All of the records below need to be copied exactly.
>>>
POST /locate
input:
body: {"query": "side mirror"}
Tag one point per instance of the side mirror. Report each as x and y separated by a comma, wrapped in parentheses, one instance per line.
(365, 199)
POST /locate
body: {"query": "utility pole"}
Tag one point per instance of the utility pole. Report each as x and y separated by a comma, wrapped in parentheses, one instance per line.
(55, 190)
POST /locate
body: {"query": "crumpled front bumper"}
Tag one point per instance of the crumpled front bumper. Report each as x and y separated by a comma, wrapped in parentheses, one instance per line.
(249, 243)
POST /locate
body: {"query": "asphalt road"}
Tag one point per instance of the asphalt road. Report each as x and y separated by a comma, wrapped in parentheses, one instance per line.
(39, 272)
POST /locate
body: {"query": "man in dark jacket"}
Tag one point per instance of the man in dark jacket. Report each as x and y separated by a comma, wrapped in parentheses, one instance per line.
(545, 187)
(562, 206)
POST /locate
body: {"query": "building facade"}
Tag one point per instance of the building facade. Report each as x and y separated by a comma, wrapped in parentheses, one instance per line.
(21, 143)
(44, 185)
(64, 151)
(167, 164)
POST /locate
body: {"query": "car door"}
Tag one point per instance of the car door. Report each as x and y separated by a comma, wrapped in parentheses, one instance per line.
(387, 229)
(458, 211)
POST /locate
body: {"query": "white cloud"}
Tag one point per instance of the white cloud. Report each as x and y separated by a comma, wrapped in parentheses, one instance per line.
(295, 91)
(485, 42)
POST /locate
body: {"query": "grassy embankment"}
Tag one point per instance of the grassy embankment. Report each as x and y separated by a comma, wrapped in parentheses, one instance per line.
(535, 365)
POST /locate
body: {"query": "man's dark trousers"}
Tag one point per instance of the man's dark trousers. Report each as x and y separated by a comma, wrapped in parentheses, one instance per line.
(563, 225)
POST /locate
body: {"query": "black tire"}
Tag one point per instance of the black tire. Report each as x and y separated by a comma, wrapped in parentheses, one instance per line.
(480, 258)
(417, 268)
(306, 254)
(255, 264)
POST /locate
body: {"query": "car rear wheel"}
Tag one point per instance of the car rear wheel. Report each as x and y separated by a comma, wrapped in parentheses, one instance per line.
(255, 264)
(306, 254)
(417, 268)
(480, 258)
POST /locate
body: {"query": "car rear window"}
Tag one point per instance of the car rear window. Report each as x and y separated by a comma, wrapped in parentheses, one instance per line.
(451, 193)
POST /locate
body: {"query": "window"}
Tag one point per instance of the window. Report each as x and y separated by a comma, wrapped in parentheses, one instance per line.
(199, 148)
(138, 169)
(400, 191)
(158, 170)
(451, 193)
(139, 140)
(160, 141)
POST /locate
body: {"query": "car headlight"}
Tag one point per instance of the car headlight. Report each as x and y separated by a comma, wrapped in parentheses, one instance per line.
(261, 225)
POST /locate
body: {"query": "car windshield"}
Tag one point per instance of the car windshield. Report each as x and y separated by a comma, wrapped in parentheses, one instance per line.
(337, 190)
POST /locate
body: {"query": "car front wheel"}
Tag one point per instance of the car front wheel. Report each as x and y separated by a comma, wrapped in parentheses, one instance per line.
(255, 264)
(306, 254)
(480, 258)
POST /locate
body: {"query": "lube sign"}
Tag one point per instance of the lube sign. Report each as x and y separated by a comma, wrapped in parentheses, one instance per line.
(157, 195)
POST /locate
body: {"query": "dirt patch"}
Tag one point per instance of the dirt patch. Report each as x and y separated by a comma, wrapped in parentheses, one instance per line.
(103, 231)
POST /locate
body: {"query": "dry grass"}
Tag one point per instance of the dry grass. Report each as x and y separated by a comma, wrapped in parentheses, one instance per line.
<<<
** Exercise result **
POST /locate
input:
body: {"query": "side mirror"}
Tag one point per instance of the side mirror. Report each as x and y separated by a comma, wrapped in parentheses, one instance per line.
(365, 199)
POST /locate
body: {"query": "utility pole"}
Tag one point per instance of the utility pole. Report each as x and y separated by a comma, wrapped in parentheses, one instance per line.
(55, 190)
POST /locate
body: {"query": "crumpled front bumper"}
Tag one point per instance of the crumpled front bumper. Report each as x and y separated by a comma, wrapped in parentheses, one instance per line.
(249, 243)
POST /locate
body: {"query": "asphalt road"}
Tag one point per instance of the asphalt road. Report each as x and y separated by a comma, wrapped in parentheses, one instance per line.
(39, 272)
POST /locate
body: {"query": "man in dark jacket"}
Tag one point per instance of the man in dark jacket. Report each as x and y separated by a comma, wrapped in parentheses, one instance per line.
(545, 187)
(562, 206)
POST /locate
body: {"query": "building facade"}
Tag one point per instance of the building facade. Report each as x and y separated by a comma, wrapped in parentheses, one instance per line.
(21, 143)
(44, 185)
(64, 151)
(167, 164)
POST /locate
body: {"query": "car door"}
Tag one point per instance of the car door. Report each as x and y separated by a comma, wrapped in parentheses, one instance per line.
(387, 229)
(458, 211)
POST /locate
body: {"query": "white cloud"}
Tag one point per instance of the white cloud. Report each as x and y separated by a comma, wrapped in parentheses, one instance per line.
(295, 91)
(485, 42)
POST /locate
body: {"query": "grassy embankment"}
Tag one point per instance of the grassy embankment. Report each as x and y separated by a comma, wrapped in parentheses, one instance per line.
(535, 365)
POST /locate
body: {"query": "man's dark trousers"}
Tag one point per instance of the man's dark trousers. Report each as x and y separated by a comma, wrapped in parentheses, one instance per line.
(563, 225)
POST /locate
body: {"query": "black tire"}
Tag one point per instance of the black tire. Report each as x and y separated by a comma, wrapped in parentheses, one instance per line.
(480, 258)
(417, 268)
(306, 254)
(255, 264)
POST /locate
body: {"query": "car rear wheel"}
Tag one point per instance of the car rear wheel. Report each as x and y separated by a comma, wrapped in parentheses, one instance per line.
(255, 264)
(306, 254)
(417, 268)
(480, 258)
POST /locate
body: {"query": "car rear window"}
Tag one point per instance of the car rear window. Report each as x and y separated by a comma, wrapped in parentheses, one instance per line.
(451, 193)
POST /locate
body: {"query": "window"}
Tag one point per instance of the window. Report each as x and y separated by a comma, wrapped in parentheses, one instance per line.
(199, 148)
(138, 169)
(400, 191)
(158, 170)
(451, 193)
(139, 140)
(160, 141)
POST /locate
body: {"query": "car headlight"}
Tag one point per instance of the car headlight. Report each as x and y separated by a comma, wrapped in parentheses, one instance per line.
(261, 225)
POST /locate
body: {"query": "car windshield"}
Tag one point per instance of the car windshield. Report each as x and y separated by a comma, wrapped in parentheses, one instance per line.
(337, 190)
POST /locate
body: {"query": "car front wheel"}
Tag one point per instance of the car front wheel. Report each as x and y separated by a comma, wrapped in parentheses, one instance per line.
(255, 264)
(306, 254)
(480, 258)
POST /locate
body: {"query": "lube sign"}
Tag one point per instance of the lube sign. Report each as x and y separated by a comma, wrapped in parentheses, one instance per line.
(157, 195)
POST /locate
body: {"query": "dirt patch"}
Tag one point per instance of the dirt patch. Report each as x and y separated by a comma, wrapped in parentheses, one instance per line.
(103, 231)
POST /locate
body: {"query": "dry grass"}
Tag one point per instance of the dry grass. Report each as x and y separated by a comma, wrapped in parentheses, one instance per line.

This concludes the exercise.